┌──

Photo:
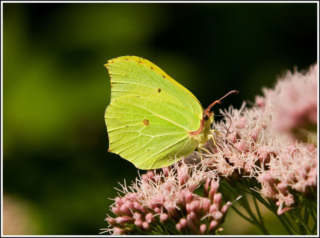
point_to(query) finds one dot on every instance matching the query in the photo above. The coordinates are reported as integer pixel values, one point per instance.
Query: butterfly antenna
(208, 110)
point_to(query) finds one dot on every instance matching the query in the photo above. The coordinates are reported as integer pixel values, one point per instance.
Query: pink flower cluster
(164, 202)
(294, 102)
(251, 148)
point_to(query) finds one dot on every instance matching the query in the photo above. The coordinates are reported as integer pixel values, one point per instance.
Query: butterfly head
(208, 112)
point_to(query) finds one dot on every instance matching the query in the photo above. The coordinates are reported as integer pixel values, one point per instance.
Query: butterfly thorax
(202, 135)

└──

Switch every "butterfly" in the data to "moth" and write all the lines out again with nothing else changed. Leave the pictures out.

Photo:
point_to(query) finds one dot on every instance matching the query in the photo above. The coordinates are reported as integer pixel values, one point per instance.
Query: moth antenna
(208, 110)
point_to(query) finds one dot on every instance matching the query in the photo above. The coordinates are reported as integer pixel values, one point per instance.
Query: pink flower cluster
(164, 202)
(294, 102)
(251, 148)
point_to(query) finds one dot on every instance matching the query in the photo above. The coordinates are reported as integer pixel values, one point per instance.
Query: moth head
(208, 112)
point_to(query) finds one dot on every instance matching the query in the photo above. The coordinates are reported as integer pixel values, one point per instance.
Query: moth thorax
(202, 135)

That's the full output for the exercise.